─── Excerpted text

Goals:

Enable users to easily create and run workflows that are more complicated than the purely functional pipelines supported by Hydrator today. Users should be able to configure what they want a workflow to do without worrying about how it is done.
Non-functional workflow nodes must be pluggable so that more can be added.

Checklist

User stories documented (Albert/Alvin)
User stories reviewed (Nitin)
Design documented (Albert/Alvin)
Design reviewed (Andreas/Terence)
Feature merged (Albert/Alvin)
Examples and guides (Albert/Alvin)
Integration tests (Albert/Alvin)
Documentation for feature (Albert/Alvin)
Blog post

Use Cases:

Use Case 1: Spam Classifier

The developer wants to run a workflow that runs every 15 minutes. The workflow loads all emails (email id, sender, recipient, subject, content, time, etc) sent by his organization into a Table. The workflow also reads from another feed to update the Table and set an 'isSpam' column on emails that have been marked as spam by the recipient. Every day, he wants to run a spark job that will create a spam classifier model.

──────
─── Excerpted data

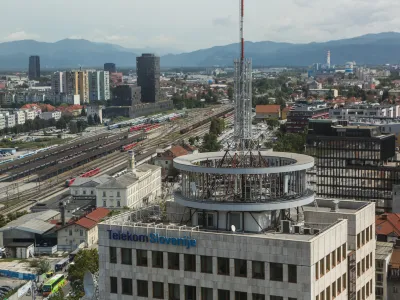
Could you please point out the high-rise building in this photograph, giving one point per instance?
(99, 85)
(34, 67)
(354, 162)
(148, 72)
(110, 67)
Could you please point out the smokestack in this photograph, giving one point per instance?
(131, 161)
(328, 58)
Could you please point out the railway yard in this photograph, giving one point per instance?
(42, 176)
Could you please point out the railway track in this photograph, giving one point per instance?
(111, 163)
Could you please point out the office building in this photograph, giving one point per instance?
(304, 110)
(354, 162)
(99, 85)
(148, 72)
(110, 68)
(34, 67)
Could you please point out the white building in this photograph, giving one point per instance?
(19, 117)
(143, 257)
(56, 115)
(139, 186)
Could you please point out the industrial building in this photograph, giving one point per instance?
(148, 72)
(354, 162)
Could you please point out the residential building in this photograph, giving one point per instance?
(34, 67)
(353, 162)
(19, 117)
(136, 188)
(56, 115)
(383, 256)
(93, 110)
(81, 85)
(110, 68)
(268, 112)
(324, 92)
(143, 257)
(83, 230)
(148, 72)
(99, 85)
(304, 110)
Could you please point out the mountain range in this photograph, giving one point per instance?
(370, 49)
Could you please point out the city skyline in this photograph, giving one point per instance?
(265, 22)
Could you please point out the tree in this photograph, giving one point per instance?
(90, 120)
(210, 143)
(83, 112)
(85, 260)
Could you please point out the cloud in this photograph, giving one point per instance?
(20, 35)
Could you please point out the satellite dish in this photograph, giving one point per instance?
(89, 285)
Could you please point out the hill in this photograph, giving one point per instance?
(367, 49)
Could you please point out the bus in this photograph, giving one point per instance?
(54, 284)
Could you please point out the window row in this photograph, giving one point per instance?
(157, 291)
(330, 261)
(364, 265)
(364, 237)
(206, 264)
(365, 291)
(334, 290)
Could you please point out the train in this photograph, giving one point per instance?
(205, 121)
(89, 173)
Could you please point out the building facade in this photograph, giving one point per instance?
(148, 72)
(34, 67)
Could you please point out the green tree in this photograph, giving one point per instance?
(85, 260)
(210, 143)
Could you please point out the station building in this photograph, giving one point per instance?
(238, 233)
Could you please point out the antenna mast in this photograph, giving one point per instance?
(243, 94)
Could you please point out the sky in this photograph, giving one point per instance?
(188, 25)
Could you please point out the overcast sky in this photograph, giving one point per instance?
(194, 24)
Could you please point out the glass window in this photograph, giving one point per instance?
(206, 264)
(158, 290)
(173, 261)
(190, 262)
(258, 269)
(126, 286)
(292, 273)
(224, 294)
(157, 259)
(240, 268)
(276, 272)
(190, 292)
(113, 255)
(223, 266)
(241, 296)
(141, 258)
(114, 285)
(206, 294)
(143, 288)
(126, 256)
(174, 292)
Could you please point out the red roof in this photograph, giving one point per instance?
(86, 223)
(388, 223)
(98, 214)
(265, 109)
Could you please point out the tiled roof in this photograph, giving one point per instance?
(86, 223)
(388, 223)
(268, 108)
(98, 214)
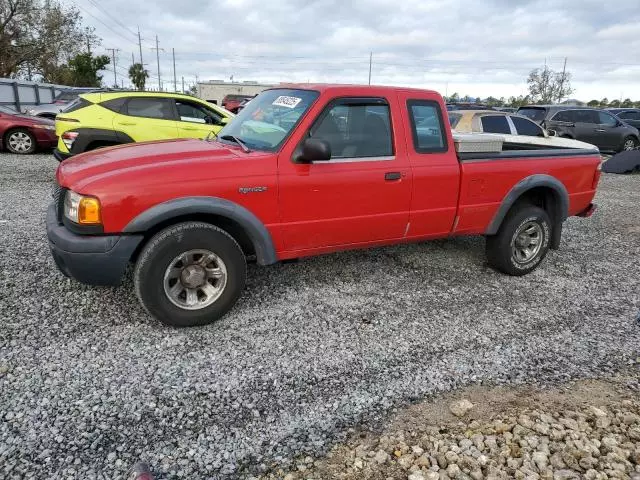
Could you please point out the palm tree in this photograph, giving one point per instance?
(138, 75)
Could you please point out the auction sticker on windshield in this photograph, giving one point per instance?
(284, 101)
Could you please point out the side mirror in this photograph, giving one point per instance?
(315, 150)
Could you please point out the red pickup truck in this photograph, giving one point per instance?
(305, 170)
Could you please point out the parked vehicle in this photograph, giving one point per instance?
(25, 134)
(287, 179)
(590, 125)
(64, 98)
(516, 129)
(630, 116)
(232, 102)
(468, 106)
(101, 119)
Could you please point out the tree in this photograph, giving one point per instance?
(548, 86)
(138, 75)
(37, 36)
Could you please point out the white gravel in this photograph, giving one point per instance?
(89, 383)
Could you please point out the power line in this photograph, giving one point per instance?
(103, 23)
(124, 27)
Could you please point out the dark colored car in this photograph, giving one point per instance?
(630, 116)
(231, 102)
(590, 125)
(64, 98)
(24, 134)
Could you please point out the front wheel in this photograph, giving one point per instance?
(190, 274)
(522, 241)
(629, 143)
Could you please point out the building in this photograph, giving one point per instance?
(215, 90)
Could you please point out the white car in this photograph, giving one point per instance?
(515, 129)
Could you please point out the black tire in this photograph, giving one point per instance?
(501, 248)
(629, 143)
(162, 250)
(26, 136)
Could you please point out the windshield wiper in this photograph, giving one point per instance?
(243, 145)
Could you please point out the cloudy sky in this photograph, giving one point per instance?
(474, 47)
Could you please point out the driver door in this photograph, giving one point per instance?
(195, 120)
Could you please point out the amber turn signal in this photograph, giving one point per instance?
(89, 211)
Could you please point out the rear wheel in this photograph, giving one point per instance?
(190, 274)
(629, 143)
(522, 241)
(20, 141)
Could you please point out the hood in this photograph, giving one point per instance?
(133, 158)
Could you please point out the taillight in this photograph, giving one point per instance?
(68, 138)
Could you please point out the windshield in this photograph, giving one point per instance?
(269, 118)
(535, 114)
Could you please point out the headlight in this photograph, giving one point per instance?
(81, 209)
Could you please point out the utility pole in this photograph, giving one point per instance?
(157, 49)
(175, 82)
(140, 46)
(113, 56)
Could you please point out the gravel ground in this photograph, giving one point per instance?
(89, 383)
(584, 430)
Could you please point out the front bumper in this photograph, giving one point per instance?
(93, 260)
(60, 156)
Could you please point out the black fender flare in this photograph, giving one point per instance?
(533, 181)
(89, 135)
(179, 207)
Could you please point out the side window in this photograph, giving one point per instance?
(115, 105)
(606, 119)
(495, 124)
(525, 126)
(565, 116)
(356, 129)
(195, 113)
(427, 125)
(586, 116)
(150, 108)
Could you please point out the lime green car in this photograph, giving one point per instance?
(105, 118)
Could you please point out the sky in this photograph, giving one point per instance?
(472, 47)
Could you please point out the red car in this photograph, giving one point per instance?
(25, 134)
(306, 170)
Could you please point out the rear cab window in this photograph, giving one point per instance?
(526, 127)
(427, 125)
(495, 124)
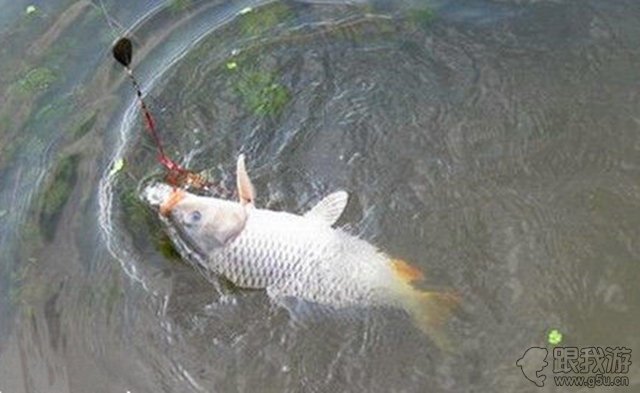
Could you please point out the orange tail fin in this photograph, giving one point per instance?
(430, 311)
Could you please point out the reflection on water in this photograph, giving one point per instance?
(494, 144)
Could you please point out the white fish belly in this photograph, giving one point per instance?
(296, 256)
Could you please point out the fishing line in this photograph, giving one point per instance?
(177, 175)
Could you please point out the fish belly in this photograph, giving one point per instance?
(294, 256)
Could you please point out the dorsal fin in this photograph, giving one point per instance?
(245, 188)
(330, 208)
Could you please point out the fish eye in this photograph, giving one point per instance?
(195, 216)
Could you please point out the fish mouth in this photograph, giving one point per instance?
(163, 197)
(174, 198)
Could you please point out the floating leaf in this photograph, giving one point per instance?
(117, 167)
(554, 337)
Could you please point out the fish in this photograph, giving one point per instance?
(296, 256)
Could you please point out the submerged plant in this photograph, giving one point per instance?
(258, 21)
(57, 193)
(37, 79)
(422, 17)
(261, 93)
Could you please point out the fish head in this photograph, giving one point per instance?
(204, 223)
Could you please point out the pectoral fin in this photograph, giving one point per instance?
(330, 208)
(246, 193)
(227, 223)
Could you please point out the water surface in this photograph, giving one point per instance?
(494, 144)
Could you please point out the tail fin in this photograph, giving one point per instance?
(430, 311)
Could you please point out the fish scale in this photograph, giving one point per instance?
(296, 256)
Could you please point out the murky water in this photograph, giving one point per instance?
(495, 144)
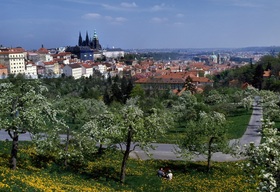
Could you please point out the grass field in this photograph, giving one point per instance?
(237, 125)
(102, 174)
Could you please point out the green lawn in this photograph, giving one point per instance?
(238, 123)
(101, 173)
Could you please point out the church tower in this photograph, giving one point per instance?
(95, 42)
(80, 43)
(87, 40)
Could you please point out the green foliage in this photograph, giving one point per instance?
(206, 136)
(100, 174)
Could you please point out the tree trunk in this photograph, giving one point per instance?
(209, 155)
(126, 155)
(100, 150)
(67, 146)
(14, 151)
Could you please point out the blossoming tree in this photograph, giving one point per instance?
(138, 128)
(23, 109)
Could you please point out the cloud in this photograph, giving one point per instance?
(180, 15)
(92, 16)
(158, 20)
(128, 5)
(115, 20)
(158, 7)
(124, 6)
(241, 3)
(248, 4)
(178, 24)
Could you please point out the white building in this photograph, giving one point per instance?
(87, 70)
(113, 53)
(14, 61)
(74, 70)
(31, 71)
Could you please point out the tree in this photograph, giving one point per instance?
(101, 128)
(77, 144)
(258, 77)
(206, 136)
(23, 109)
(137, 91)
(136, 128)
(265, 158)
(184, 107)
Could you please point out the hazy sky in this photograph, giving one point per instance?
(141, 23)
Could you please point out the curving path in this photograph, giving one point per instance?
(168, 151)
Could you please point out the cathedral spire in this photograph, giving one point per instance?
(87, 40)
(80, 43)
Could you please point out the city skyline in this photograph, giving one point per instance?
(141, 24)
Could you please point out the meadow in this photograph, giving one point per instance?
(101, 173)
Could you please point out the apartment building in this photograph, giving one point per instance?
(14, 61)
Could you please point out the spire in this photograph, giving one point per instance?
(95, 35)
(87, 40)
(80, 43)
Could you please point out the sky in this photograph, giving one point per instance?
(140, 24)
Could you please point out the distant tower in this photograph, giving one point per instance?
(87, 40)
(80, 43)
(95, 42)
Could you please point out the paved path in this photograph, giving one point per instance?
(167, 151)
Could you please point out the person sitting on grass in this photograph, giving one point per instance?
(160, 173)
(169, 175)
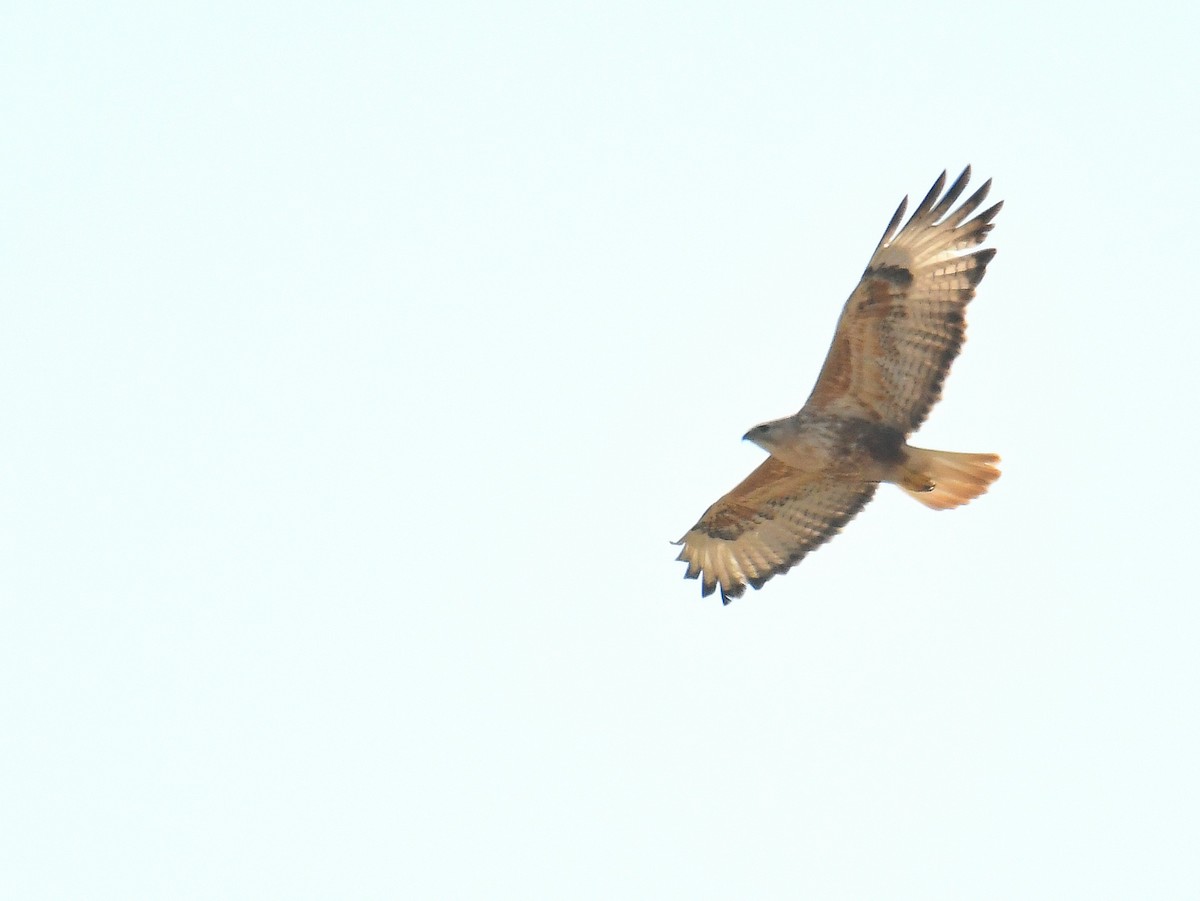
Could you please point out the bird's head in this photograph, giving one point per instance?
(763, 434)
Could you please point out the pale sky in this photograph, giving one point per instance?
(359, 362)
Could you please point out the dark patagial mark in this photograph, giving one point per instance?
(898, 276)
(883, 443)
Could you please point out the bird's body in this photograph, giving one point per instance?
(898, 335)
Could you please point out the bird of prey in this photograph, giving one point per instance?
(898, 335)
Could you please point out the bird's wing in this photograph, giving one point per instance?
(904, 324)
(766, 524)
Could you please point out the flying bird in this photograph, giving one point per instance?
(898, 335)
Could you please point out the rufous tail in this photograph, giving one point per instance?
(943, 480)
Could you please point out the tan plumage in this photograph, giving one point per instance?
(898, 335)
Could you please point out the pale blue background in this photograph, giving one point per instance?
(359, 360)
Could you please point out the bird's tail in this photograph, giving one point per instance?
(943, 480)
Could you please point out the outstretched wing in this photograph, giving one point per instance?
(766, 524)
(904, 324)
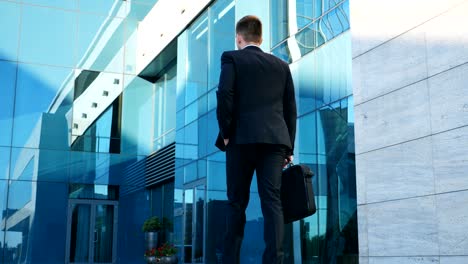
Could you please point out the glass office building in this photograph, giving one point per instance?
(91, 146)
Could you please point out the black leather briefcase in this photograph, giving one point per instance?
(297, 195)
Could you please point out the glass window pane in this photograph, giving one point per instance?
(66, 4)
(279, 21)
(3, 214)
(39, 165)
(35, 121)
(306, 39)
(282, 52)
(304, 12)
(104, 233)
(48, 36)
(197, 75)
(9, 15)
(31, 205)
(79, 237)
(222, 36)
(199, 222)
(100, 43)
(104, 7)
(8, 80)
(4, 163)
(137, 109)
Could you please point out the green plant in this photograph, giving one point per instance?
(152, 224)
(166, 224)
(166, 250)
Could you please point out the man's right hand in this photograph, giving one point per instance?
(288, 160)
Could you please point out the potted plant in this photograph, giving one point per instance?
(151, 227)
(151, 256)
(166, 230)
(165, 254)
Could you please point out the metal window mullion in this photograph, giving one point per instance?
(92, 225)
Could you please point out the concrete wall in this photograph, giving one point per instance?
(410, 82)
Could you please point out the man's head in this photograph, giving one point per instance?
(248, 31)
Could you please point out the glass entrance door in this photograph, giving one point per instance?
(194, 223)
(91, 234)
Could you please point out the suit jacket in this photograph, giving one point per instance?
(256, 102)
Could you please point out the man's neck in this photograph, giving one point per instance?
(251, 45)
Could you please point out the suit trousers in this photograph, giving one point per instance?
(241, 162)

──────

§ **Written instruction 1**
In the Hydrator workflow design notes, why must non-functional workflow nodes be pluggable? Answer in one to three sentences.
§ **Written instruction 2**
Based on the Hydrator workflow design notes, do these statements agree with the text? For each, give yes or no and quote the deciding words exactly. (a) The spam classifier workflow runs every 15 minutes. (b) The spark job that builds the spam classifier model runs every 15 minutes. (c) The 'isSpam' column is set on emails that the sender has marked as spam.
§ **Written instruction 3**
Carry on writing the Hydrator workflow design notes from the point where they stop.
The listing is separate material and is not part of the Hydrator workflow design notes.

§ **Exercise output 1**
They must be pluggable so that more of them can be added.

§ **Exercise output 2**
(a) Yes: "The developer wants to run a workflow that runs every 15 minutes."
(b) No: "Every day, he wants to run a spark job that will create a spam classifier model."
(c) No: "set an 'isSpam' column on emails that have been marked as spam by the recipient."

§ **Exercise output 3**
Use Case 2: Data Join and Modeling

The developer wants to load data from a 'customer' table that contains customer id, and various attributes such as age, gender, email, etc. The developer also wants to load data from a 'purchases' table that contains a customer id, item id, purchase time, and purchase price. The user then wants to join both tables on customer id, then run a collaborative filtering algorithm to generate a model that can be used to recommend shopping items to people.

Use Case 3: Aggregations

The developer to load webpage click and view data (customer id, timestamp, action, url) into a partitioned fileset. After loading the data, the developer wants to de-duplicate records and calculate how many times each customer clicked and viewed over the past hour, past day, and past month.

User Stories:

(3.4) A developer should be able to create pipelines that contain aggregations (GROUP BY -> count/sum/unique)
(3.5) A developer should be able to control some parts of the pipeline running before others. For example, one source -> sink branch running before another source -> sink branch.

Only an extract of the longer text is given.